Records from a data collection
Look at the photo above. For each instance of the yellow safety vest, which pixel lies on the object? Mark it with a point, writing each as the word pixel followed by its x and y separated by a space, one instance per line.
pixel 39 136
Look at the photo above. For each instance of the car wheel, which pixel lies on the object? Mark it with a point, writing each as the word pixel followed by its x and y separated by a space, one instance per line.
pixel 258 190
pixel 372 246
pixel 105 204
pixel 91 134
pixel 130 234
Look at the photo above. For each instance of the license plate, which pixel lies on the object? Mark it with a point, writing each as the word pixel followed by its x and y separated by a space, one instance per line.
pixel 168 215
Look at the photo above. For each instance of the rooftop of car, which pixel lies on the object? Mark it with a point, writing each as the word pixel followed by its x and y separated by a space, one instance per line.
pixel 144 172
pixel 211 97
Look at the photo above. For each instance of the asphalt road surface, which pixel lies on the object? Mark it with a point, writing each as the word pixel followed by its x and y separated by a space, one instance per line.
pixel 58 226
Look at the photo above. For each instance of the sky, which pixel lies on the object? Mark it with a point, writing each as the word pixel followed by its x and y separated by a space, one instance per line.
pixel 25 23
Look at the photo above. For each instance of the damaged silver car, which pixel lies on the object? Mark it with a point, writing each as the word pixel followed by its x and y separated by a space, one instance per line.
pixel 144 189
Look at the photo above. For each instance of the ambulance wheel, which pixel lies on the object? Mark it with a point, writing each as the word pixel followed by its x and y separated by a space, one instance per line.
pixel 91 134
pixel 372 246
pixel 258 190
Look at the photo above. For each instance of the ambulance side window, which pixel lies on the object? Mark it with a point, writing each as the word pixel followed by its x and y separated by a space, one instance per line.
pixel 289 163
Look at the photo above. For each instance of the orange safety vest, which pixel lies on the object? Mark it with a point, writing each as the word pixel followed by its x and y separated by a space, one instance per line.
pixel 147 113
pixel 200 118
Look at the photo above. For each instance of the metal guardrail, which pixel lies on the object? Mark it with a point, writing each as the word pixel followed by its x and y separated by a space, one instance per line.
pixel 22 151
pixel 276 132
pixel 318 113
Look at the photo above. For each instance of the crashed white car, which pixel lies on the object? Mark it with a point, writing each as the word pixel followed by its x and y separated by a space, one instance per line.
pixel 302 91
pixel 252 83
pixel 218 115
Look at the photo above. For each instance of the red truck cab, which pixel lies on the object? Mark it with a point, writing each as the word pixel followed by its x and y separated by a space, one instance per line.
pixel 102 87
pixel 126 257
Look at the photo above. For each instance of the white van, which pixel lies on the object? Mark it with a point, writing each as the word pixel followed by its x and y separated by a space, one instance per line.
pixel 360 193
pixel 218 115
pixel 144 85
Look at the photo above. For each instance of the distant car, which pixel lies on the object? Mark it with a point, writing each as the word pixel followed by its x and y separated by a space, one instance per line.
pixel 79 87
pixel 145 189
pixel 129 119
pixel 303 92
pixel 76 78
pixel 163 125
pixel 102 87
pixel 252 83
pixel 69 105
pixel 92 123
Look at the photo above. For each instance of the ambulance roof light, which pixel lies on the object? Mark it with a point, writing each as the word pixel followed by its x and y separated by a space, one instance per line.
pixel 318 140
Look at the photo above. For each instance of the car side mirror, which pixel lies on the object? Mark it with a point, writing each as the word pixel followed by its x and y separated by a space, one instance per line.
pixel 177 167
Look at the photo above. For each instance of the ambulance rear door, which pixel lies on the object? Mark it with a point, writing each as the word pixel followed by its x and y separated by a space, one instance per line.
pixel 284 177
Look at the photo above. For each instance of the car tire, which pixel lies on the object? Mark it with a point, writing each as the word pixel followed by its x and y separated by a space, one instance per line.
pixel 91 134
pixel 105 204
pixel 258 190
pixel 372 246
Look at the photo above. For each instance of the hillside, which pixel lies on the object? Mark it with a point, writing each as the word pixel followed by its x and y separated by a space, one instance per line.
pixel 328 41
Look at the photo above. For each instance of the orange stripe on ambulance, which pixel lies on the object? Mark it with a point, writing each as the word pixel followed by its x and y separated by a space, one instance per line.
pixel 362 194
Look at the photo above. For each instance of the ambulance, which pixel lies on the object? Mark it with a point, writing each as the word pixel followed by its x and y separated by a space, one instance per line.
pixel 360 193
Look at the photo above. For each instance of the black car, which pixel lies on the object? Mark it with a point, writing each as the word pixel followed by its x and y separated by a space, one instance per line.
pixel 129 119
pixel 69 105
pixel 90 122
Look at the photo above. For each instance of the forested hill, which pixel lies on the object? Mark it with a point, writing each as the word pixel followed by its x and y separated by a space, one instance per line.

**Exercise description**
Transcribe the data in full, keeping every detail.

**Expected output**
Look at the photo above. For each instance of the yellow safety vest, which pixel lies on the object? Mark it with a point, writing each as the word pixel followed by its x and y separated by a space, one instance per line.
pixel 39 136
Look at the photo above. For each instance of the car wheel, which pixel lies on the object? Mark it with a point, writing each as the word pixel followed by its x and y separated by a space, one instance per line.
pixel 258 190
pixel 372 246
pixel 105 204
pixel 91 134
pixel 130 234
Look at the photo above. For each instance of the license plate, which pixel lies on the object? Mark it with a point, writing each as the word pixel followed by its x and y separated by a space, one instance per line.
pixel 168 215
Look at the photo above. For each instance of the rooftop of car, which pixel lies on the object? Mark it with a point, writing each as the word pixel followed by its x and y separated by a space, one instance per line.
pixel 144 172
pixel 211 97
Look at the photo above. For each instance of the asphalt road surface, which pixel lies on the object? Mark it with a point, writing each as the word pixel followed by its x and y separated by a space, one instance per line.
pixel 58 226
Look at the photo above. For each instance of the sky, which pixel lies on the object? Mark it with a point, writing each as the word pixel followed by its x and y separated by a space, one instance per line.
pixel 25 23
Look at the photo above. For each instance of the damaged silver car, which pixel lies on the object? Mark it with a point, writing each as the word pixel followed by its x and y separated by a space, one instance per line.
pixel 144 189
Look at the photo above. For each instance of the ambulance wheel, which pixel lies on the object? Mark it with a point, writing each as the word pixel followed by its x and y separated by a space, one instance per line.
pixel 91 134
pixel 372 246
pixel 258 190
Look at the photo above. For each instance of the ambulance side window, which pixel lies on the object? Mark it with a point, writing each as the word pixel followed by its x and y separated by a space, one instance per line.
pixel 289 163
Look at the photo above. For each instance of the orange safety vest, which pixel lies on the object? Mark it with a point, writing each as the word pixel followed by its x and y separated by a space, one instance per line.
pixel 147 113
pixel 200 118
Look at the photo above. For each instance of the metal guardrail, which pixel lies on the object? Mark it with a point, writing each as the word pixel followed by its x and y separated by a space, one instance per line.
pixel 22 151
pixel 276 132
pixel 318 113
Look at the photo above. For each instance of the crashed white car, which pixel lies on the object? Mark it with a point, writing each as the word pixel followed by its x and y separated by a space, one instance per line.
pixel 302 91
pixel 252 83
pixel 218 115
Look at the photo above. For each instance of the red truck cab, which pixel lies on the object? Mark it with a point, writing each as the word pixel followed by its x and y separated by a space, one instance per line.
pixel 102 87
pixel 126 257
Look at the photo above. For each instance of the white van, which pixel lies on the object? Mark it with a point, writing each as the word pixel followed by its x and y separated by a space, one instance per line.
pixel 360 193
pixel 218 115
pixel 144 85
Look at the photo above. For each instance of the distant car, which pixel lies on the object? Mark it with a point, writing each as the word pixel followed by its x and y separated by a space, one instance per line.
pixel 79 87
pixel 145 189
pixel 129 119
pixel 303 92
pixel 76 78
pixel 163 125
pixel 102 87
pixel 252 83
pixel 69 105
pixel 92 123
Look at the photo above. For each instance of the ambulance roof light, which pixel lies on the object? Mark it with a point, writing each as the word pixel followed by its x and y separated by a space, one instance per line.
pixel 318 140
Look at the photo above. For each instance of the car side mirror, which pixel lies on the object? Mark it with a point, writing each as the word pixel followed by its x and y separated by a space, one instance per line.
pixel 177 167
Look at the photo above. For each instance of the ambulance rear door, which pixel lies on the object? Mark it with a point, writing each as the word pixel followed by its x and y separated by a space, one instance per line.
pixel 284 177
Look at the photo above. For each instance of the car tire, which pixel lies on the object? Mark it with a point, writing each as the word pixel followed by its x and y separated by a space, one instance per line.
pixel 91 134
pixel 105 204
pixel 258 190
pixel 372 246
Look at the photo above. For each instance of the hillside, which pixel lies on the object? Mark it with a point, writing each as the word pixel followed by its x and y separated by a space, one instance per line.
pixel 328 41
Look at the photo above. For each instance of the orange stripe on ambulance, which pixel lies on the object? Mark it with a point, writing each as the word pixel followed by its x and y separated by a space, one instance per line.
pixel 362 194
Look at the photo above. For each instance of the ambulance, which pixel lies on the object? Mark it with a point, writing each as the word pixel followed by its x and y separated by a space, one instance per line.
pixel 360 193
Look at the photo above. For each instance of the black car, which pixel lies on the object? Mark it with a point, writing each as the word pixel followed by its x and y separated by a space, one instance per line.
pixel 129 119
pixel 69 105
pixel 90 122
Look at the photo above. For each instance of the forested hill, which pixel lies on the object? Mark it with a point, writing each as the word pixel followed by its x and y separated by a space, one instance per line.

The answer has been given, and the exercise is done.